### BAGIAN TEKS
Oleh : Thomas, A.E. | Ketua Komunitas Peduli Mangrove |
Kita sering mendengar kata mangrove, namun mungkin masih banyak yang belum mengetahui secara jelas asal mula kata mangrove. Menurut informasi, bahwa kata mangrove berasal dari perpaduan antara bahasa Portugis ”Marque” dan bahasa Inggris ”Grove”. Secara umum mangrove diartikan sebagai formasi tumbuhan di pantai daerah tropis dan subtropis yang terlindungi. Mangrove tumbuh pada tanah lumpur alluvial di daerah pantai dan muara sungai yang dipengaruhi pasang surut air laut.
Hutan mangrove terdiri atas aneka pohon, seperti pohon bakau (Rizhopora), palma dan nipah (Nypa). Hutan mangrove juga merupakan habitat berbagai satwa liar, seperti primata, reptil, burung dan ikan. Selain sebagai tempat berlindung dan mencari makan, mangrove juga merupakan tempat berkembang biak bagi burung air dan berbagai jenis ikan, udang, kepiting dan berbagai satwa liar lainnya. Perairan mangrove merupakan tempat ideal untuk mencari makan, membesarkan anak dan tempat perlindungan dari ancaman predator lainnya.

### SOAL LATIHAN
- a) Baris mana saja dalam daftar yang memuat kata "dome"? Pilih dan salin semuanya, dengan memperhatikan huruf besar dan kecil.
- b) Bagaimana lanjutan teks tentang mangrove setelah kalimat terakhirnya? Tuliskan bagian berikutnya.
Teks tentang mangrove dan daftar di bawahnya adalah dua bahan yang berdiri sendiri.

### BARIS MASUKAN
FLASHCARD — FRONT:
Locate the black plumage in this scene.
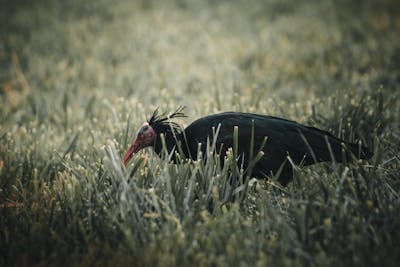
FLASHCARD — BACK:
[125,108,372,185]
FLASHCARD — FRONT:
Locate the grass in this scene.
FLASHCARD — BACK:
[0,0,400,266]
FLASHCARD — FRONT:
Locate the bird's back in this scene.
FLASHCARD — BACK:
[184,112,367,183]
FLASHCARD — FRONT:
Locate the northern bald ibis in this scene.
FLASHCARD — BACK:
[123,107,372,185]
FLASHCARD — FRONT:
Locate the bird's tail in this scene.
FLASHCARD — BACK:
[348,143,374,159]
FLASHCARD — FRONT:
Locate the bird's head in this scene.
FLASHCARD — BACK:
[123,106,186,166]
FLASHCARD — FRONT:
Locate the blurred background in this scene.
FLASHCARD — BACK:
[0,0,400,266]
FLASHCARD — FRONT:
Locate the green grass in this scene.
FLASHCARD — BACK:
[0,0,400,266]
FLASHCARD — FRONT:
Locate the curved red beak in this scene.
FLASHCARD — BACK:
[123,139,140,166]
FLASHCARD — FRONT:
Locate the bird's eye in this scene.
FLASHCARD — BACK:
[137,125,149,136]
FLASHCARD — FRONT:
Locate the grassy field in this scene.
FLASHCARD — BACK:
[0,0,400,266]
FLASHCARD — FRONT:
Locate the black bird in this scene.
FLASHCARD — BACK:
[123,107,372,185]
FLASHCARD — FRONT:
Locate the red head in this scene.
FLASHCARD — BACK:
[123,106,186,166]
[123,122,157,166]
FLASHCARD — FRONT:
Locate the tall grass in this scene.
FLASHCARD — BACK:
[0,1,400,266]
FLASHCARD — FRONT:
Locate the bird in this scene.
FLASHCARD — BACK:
[123,106,373,186]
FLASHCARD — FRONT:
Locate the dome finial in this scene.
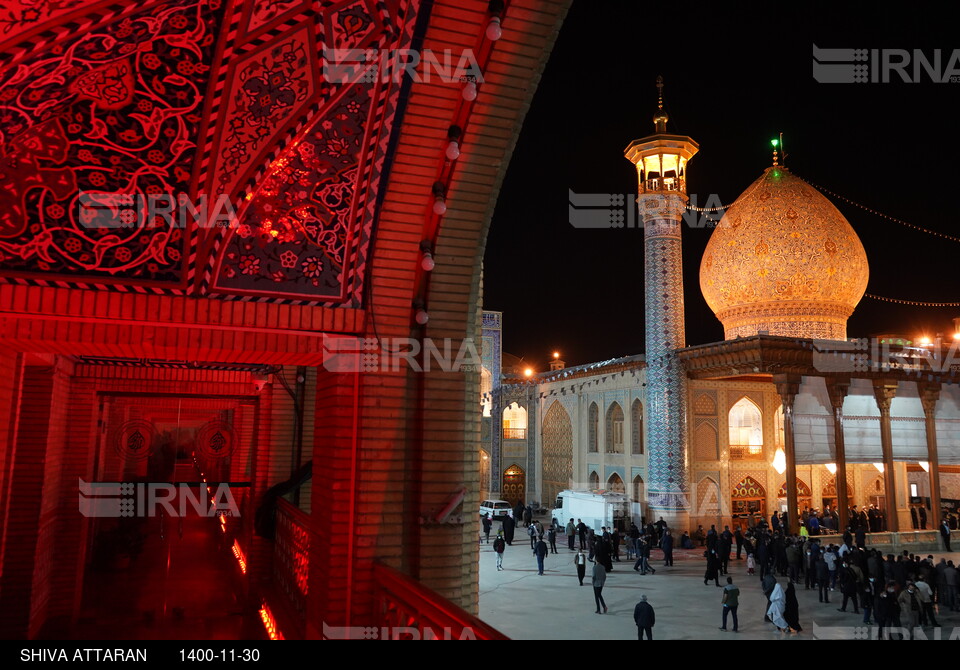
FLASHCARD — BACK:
[653,75,669,133]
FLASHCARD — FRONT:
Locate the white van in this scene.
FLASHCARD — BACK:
[553,491,633,532]
[480,500,513,519]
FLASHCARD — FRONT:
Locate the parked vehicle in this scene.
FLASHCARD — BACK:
[480,500,513,519]
[552,490,639,531]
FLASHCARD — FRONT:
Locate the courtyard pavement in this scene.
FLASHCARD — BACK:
[480,526,960,640]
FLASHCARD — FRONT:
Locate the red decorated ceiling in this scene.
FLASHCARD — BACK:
[0,0,421,307]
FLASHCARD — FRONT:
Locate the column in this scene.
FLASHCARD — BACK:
[773,374,804,535]
[917,382,942,529]
[873,379,900,533]
[0,361,67,639]
[827,379,850,531]
[640,192,690,532]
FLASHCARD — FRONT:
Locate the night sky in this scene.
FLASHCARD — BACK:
[484,0,960,369]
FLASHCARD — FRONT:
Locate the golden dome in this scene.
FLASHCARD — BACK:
[700,166,869,340]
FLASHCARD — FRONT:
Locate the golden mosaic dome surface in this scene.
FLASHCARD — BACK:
[700,166,869,340]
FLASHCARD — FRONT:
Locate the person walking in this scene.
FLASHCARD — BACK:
[533,538,548,575]
[837,560,862,614]
[783,582,803,633]
[915,576,940,628]
[860,577,876,626]
[720,577,740,633]
[500,515,517,547]
[493,530,506,572]
[640,536,657,575]
[875,581,900,640]
[760,572,777,621]
[633,594,657,640]
[573,549,587,586]
[660,528,673,567]
[593,561,607,614]
[816,554,830,603]
[897,582,923,640]
[767,584,790,633]
[703,549,720,588]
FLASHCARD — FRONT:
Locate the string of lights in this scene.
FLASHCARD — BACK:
[863,293,960,307]
[800,177,960,242]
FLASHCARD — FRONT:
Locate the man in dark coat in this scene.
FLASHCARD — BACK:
[660,528,673,567]
[703,549,720,586]
[707,526,720,552]
[533,539,548,575]
[594,537,613,572]
[633,595,657,640]
[857,526,867,551]
[501,516,517,546]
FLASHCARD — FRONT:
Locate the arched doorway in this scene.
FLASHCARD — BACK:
[587,402,600,453]
[503,402,527,440]
[543,400,573,505]
[730,476,767,519]
[630,400,643,456]
[693,477,720,523]
[500,463,527,505]
[480,449,490,497]
[590,470,600,491]
[727,397,763,461]
[777,479,813,518]
[605,402,623,456]
[633,475,647,503]
[820,475,854,509]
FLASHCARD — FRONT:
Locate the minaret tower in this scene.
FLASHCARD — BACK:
[624,77,699,531]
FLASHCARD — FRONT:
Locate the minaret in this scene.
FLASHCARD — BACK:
[624,77,699,532]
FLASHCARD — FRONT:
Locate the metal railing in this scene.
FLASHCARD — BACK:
[273,498,310,620]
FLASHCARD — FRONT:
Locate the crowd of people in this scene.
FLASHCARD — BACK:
[698,517,960,637]
[481,508,960,639]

### HASIL TUGAS
- a)
Locate the dome finial in this scene.
Locate the golden dome in this scene.
Locate the golden mosaic dome surface in this scene.

- b)
Hutan Bakau Penjaga Pantai Kita
Mangrove merupakan ekosistem pendukung utama kehidupan di wilayah pesisir, karena selain sebagai habitat biota laut, juga berfungsi mengurangi dampak tsunami atau mangrove yang lebat dapat mengurangi volume air laut dari gelombang tsunami yang sampai kedaratan. mangrove juga sangat penting dan berfungsi untuk menahan tepian pantai atau pulau dari pengikisan ombak atau abrasi akibat terpaan ombak. Bahwa setiap pengrusakan mangrove, sangat berpotensi berkurangnya luasan kawasan daratan akibat abrasi.
Mangrove di Indonesia
Sesuai data dari Direktorat (Ditjen) Bina Pengelolaan Daerah Aliran Sungai dan Perhutanan Sosial (BPDAS-PS) Kementerian Kehutanan bahwa luas mangrove di Indonesia pada tahun 2006 sekitar 7,76 juta hektare dan dari luas tersebut, sekitar 5,38 hektare (69,33%) telah mengalami kerusakan.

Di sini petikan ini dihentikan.